:: WHAT THIS TASK INVOLVES ::
Tally the lines in the records below that contain the string "instance", treating uppercase and lowercase as different. Reply with only the number.

:: DATASET RECORDS ::
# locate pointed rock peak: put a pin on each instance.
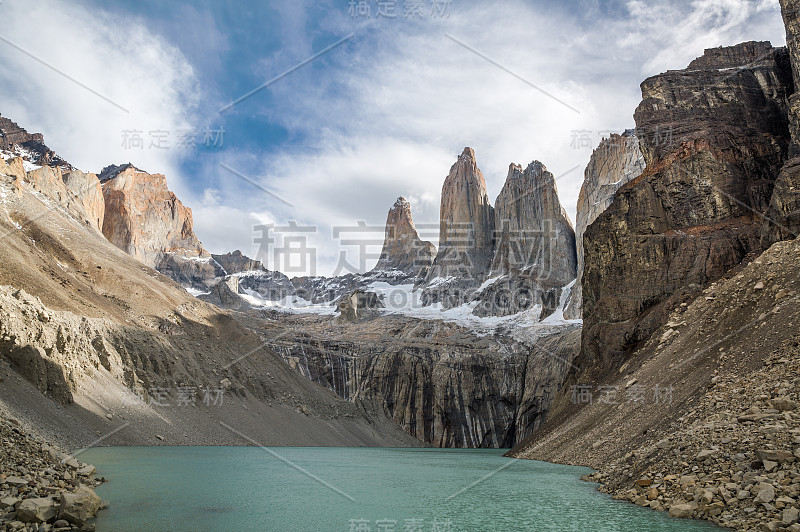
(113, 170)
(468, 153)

--

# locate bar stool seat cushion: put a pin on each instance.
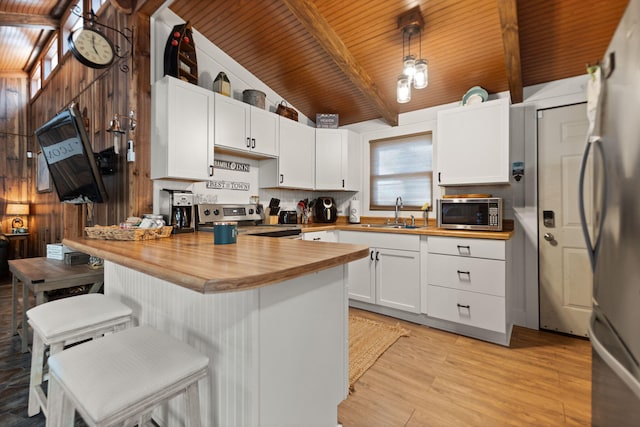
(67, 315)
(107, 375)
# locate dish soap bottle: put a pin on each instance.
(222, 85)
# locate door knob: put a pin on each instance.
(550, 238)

:: EXERCISE ANSWER ::
4